» Document
-*-

Capacitor Discharging Circuit

Section 34.11 Capacitor Discharging Circuit

When an uncharged capacitor is connected to a voltage source, electrons flow from the negative terminal of the voltage source to the one of the plates of the capacitor which repels electrons on the other plate causing a flow of electron from the other plate to the positive terminal of the voltage source. Consequently, two plates of the capacitor develop equal charges of opposite types.

At any instant the amount of charge on any one of the plates \(Q(t)\) is related to the voltage \(V(t)\) across the plates at that instant by the usual capacitor formula.

\begin{equation*} |Q(t)| = C\,|V(t)| \end{equation*}

Once the capacitor is fully charged, the current in the branch of the circuit that has the capacitor stops and the voltage across the capacitor is the maximum voltage the capacitor can have since its would have the maximum charge allowed on the plates.

A charged capacitor provides a ready supply of separated charges. When you provide a conducting path for excess electrons on the negative plate to drift to positive plate, it leads to discharge of the capacitor. This process releases electrical energy in a short time.

To use charges on a charged capacitor one can connect the ends of the capacitor through a device of resistance \(R\) and a switch S as indicated in Figure 34.72. When the switch is closed, current flows in the circuit until electrons from the negative plate neutralize the positive charges on the positive plate.

Figure 34.72. A simple capacitor discharging circuit.

Rate of discharge depends on the current value of charges on the plates, which leads to charge decaying exponentially. Let \(Q_0\) be the starting charge at \(t=0\text{.}\) Then, using Calculus, it will be shown below that charge remaining on capacitor at time \(t\) will be

\begin{equation*} Q(t) = Q_0 e^{ - t/RC}. \end{equation*}

A plot of this function versus time is shown in Figure 34.75. The rate of discharge, i.e., current in the circuit varies with time and is proportional to the charge on the plates at the instant.

\begin{equation*} \text{Rate of discharge } = \frac{1}{R\,C}\, Q(t). \end{equation*}

The time to reach \(\frac{1}{e}\) of the original charge, where \(e \) is the Euler number with value \(e = 2.718...\text{,}\) is an important characteristic of the circuit. This time is called time constant of the circuit. The time constant is usually denoted by the Greek letter \(\tau\text{.}\) Of course, during this time, \(1-1/e\) of the charge, which is approximately two-thirds of the charge, has been discharged through the circuit. The time constant of the circuit in Figure 34.72 is product of the resistance and capacitance of the circuit.

-*-

» Things to do
1. In the capacitor discharging text, what symbol usually denotes the time constant?
2. Rewrite the capacitor discharging text from "A plot of this" to "capacitance of the circuit.", changing "time constant" to "characteristic time".

» Image region labeling entries
-*-

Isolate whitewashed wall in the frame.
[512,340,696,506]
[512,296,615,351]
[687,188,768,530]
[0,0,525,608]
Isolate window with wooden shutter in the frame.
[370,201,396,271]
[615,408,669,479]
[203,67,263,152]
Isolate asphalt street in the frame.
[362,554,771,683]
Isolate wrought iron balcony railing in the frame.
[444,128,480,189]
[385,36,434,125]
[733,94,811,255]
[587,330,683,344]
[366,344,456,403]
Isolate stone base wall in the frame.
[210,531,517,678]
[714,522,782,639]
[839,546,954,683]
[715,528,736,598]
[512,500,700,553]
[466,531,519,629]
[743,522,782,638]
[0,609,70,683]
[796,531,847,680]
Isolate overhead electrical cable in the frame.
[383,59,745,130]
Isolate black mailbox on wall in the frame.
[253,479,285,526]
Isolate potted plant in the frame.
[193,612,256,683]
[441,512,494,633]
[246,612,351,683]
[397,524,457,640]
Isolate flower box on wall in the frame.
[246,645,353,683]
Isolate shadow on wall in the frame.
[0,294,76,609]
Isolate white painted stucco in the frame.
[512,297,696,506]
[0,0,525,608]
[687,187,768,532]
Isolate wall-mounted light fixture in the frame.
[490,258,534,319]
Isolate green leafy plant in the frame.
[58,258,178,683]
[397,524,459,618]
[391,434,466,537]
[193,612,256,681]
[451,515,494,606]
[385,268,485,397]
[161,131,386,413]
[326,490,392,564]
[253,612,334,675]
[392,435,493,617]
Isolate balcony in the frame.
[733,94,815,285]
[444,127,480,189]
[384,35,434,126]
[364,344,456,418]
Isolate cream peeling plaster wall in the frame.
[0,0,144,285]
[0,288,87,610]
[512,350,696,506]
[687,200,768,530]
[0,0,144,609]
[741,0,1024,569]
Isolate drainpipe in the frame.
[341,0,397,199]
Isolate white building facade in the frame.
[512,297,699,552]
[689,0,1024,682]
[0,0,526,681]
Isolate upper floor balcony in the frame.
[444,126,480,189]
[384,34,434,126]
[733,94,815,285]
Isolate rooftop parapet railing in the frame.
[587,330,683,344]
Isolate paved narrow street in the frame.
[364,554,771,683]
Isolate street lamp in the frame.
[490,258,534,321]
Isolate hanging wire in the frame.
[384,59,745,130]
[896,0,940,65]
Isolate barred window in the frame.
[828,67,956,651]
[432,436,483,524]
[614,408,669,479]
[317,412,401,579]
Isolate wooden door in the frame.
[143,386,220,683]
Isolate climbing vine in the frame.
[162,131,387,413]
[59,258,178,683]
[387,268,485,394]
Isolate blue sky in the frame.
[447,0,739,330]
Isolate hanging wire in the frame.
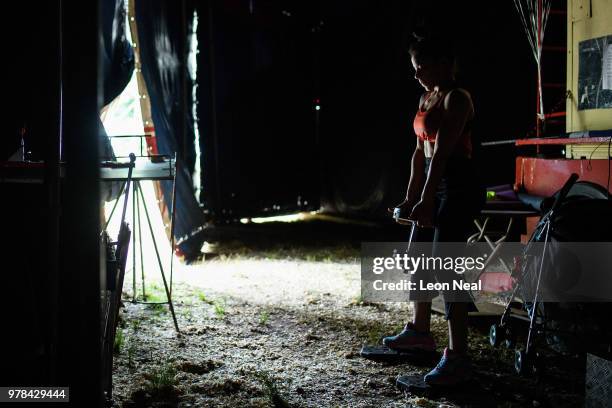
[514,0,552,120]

-*-

» Task answers
1. The Greek letter τ (tau).

2.
A plot of this function versus time is shown in Figure 34.75. The rate of discharge, i.e., current in the circuit varies with time and is proportional to the charge on the plates at the instant.

\begin{equation*} \text{Rate of discharge } = \frac{1}{R\,C}\, Q(t). \end{equation*}

The time to reach \(\frac{1}{e}\) of the original charge, where \(e \) is the Euler number with value \(e = 2.718...\text{,}\) is an important characteristic of the circuit. This time is called characteristic time of the circuit. The characteristic time is usually denoted by the Greek letter \(\tau\text{.}\) Of course, during this time, \(1-1/e\) of the charge, which is approximately two-thirds of the charge, has been discharged through the circuit. The characteristic time of the circuit in Figure 34.72 is product of the resistance and capacitance of the circuit.